DIRECTION
Reproduce, without any change, the lines in the stretch from the line containing "Question: In the picture above, for every instance of the moss" through the line containing "110), (315, 284)]". Include both end lines.

MATERIAL PROVIDED

============

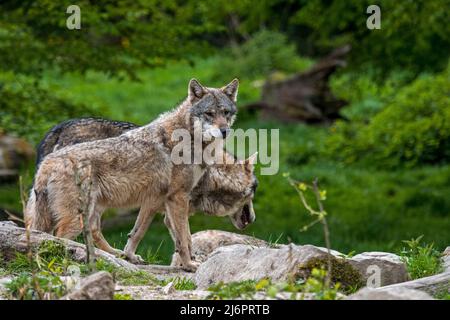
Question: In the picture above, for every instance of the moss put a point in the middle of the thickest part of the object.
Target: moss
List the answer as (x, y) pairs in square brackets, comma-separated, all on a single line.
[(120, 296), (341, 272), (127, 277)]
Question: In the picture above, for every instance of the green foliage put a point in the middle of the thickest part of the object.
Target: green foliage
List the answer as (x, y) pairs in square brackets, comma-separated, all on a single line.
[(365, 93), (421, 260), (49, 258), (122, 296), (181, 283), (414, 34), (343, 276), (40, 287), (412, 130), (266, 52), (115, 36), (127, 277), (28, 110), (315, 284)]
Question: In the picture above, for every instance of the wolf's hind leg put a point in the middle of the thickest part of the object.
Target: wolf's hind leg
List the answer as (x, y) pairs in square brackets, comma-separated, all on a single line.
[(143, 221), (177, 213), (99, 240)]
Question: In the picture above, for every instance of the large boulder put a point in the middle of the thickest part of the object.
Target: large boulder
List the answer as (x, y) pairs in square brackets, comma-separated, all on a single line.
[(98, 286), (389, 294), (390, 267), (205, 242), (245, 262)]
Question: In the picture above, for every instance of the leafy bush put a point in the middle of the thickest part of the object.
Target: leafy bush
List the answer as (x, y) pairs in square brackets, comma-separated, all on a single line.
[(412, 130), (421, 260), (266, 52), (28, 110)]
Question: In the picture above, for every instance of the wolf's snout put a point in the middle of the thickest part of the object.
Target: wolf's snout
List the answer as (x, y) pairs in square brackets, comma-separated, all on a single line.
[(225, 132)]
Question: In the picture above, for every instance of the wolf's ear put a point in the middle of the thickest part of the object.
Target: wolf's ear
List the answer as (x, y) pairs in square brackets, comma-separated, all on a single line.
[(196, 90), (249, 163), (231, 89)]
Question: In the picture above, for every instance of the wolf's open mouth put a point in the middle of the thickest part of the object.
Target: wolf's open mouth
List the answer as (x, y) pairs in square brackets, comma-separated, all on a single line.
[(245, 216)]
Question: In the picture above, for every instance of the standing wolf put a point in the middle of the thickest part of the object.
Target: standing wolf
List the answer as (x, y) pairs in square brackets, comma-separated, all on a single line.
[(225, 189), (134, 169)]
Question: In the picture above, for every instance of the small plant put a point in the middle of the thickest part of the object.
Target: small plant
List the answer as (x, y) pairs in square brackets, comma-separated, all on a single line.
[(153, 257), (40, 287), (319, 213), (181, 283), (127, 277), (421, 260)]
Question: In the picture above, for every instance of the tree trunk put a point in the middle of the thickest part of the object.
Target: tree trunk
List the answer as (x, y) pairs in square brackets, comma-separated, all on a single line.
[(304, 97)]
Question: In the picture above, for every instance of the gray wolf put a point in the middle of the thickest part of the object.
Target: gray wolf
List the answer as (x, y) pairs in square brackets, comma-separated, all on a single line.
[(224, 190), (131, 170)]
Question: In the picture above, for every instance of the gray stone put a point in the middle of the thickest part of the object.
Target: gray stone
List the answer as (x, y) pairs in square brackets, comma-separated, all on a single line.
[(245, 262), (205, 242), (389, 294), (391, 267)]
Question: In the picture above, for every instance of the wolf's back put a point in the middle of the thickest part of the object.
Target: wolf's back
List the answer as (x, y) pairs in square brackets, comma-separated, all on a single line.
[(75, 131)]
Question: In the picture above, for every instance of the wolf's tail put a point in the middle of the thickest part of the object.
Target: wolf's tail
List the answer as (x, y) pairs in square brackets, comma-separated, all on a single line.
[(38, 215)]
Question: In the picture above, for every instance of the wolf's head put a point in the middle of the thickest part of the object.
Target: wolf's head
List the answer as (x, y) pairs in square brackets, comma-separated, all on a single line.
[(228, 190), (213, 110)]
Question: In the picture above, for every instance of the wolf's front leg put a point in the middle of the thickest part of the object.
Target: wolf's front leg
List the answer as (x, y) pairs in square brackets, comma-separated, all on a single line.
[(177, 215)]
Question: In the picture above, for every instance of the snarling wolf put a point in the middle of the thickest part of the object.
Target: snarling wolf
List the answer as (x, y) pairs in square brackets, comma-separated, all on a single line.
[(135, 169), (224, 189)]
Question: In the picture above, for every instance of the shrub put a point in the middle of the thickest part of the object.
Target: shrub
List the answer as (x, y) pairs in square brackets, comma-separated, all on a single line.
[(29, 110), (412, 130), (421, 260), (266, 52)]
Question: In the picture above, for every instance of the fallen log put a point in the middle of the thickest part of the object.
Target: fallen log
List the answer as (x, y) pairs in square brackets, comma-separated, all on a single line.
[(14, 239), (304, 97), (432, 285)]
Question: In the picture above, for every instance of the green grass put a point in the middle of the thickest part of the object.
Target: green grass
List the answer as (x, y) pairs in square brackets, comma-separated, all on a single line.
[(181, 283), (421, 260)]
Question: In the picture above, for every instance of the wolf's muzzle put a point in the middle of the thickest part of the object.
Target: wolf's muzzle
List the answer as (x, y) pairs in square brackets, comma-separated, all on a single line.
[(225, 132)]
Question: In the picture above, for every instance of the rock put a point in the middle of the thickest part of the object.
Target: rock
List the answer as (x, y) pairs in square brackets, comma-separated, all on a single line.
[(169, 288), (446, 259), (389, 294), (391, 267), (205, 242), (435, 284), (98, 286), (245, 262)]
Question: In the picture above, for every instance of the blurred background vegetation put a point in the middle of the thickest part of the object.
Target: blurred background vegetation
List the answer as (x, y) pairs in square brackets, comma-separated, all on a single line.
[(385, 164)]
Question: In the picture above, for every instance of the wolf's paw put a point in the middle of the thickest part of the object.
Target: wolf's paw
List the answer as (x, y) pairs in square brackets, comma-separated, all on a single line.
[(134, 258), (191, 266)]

============

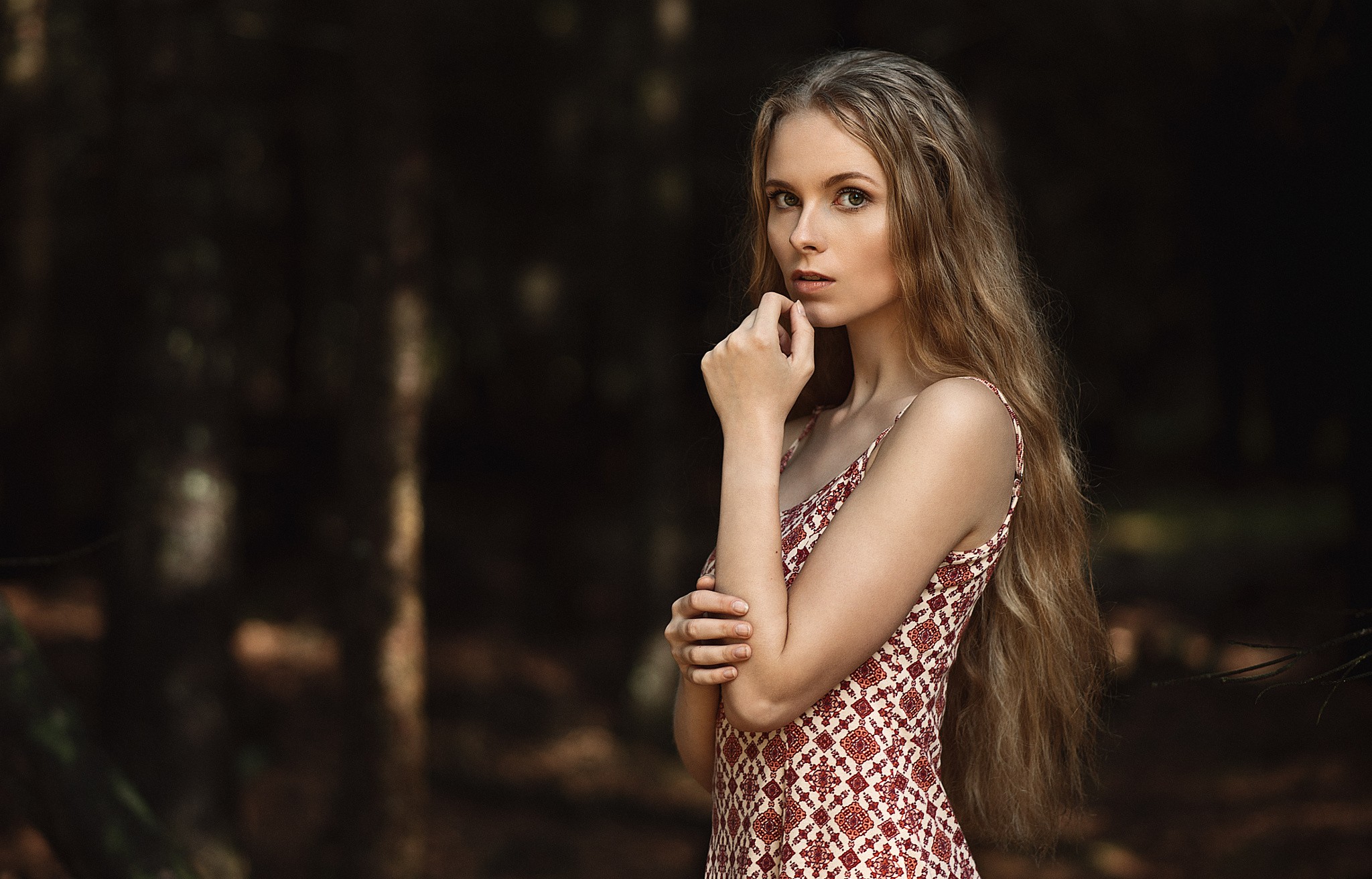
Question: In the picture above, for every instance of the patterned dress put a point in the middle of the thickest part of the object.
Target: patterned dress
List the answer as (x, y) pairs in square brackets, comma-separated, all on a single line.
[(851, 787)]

============

OUTPUT OF THE TASK
Question: In the picture above, for every instance of the moss put a point in the middle of the thickest part of the object.
Target: moss
List the answer as (x, y) pairs in square brackets, comma-separated, all on a single line.
[(120, 296), (341, 272), (127, 277)]
Question: In the picture above, for every instance of the green foliage put a point in the middle of the thickest part of the object.
Target: green foliage
List the answer as (x, y) pairs in square brackets, comma-separated, all on a single line.
[(365, 93), (421, 260), (49, 258), (122, 296), (181, 283), (414, 34), (343, 276), (40, 287), (412, 130), (266, 52), (115, 36), (127, 277), (28, 110), (315, 284)]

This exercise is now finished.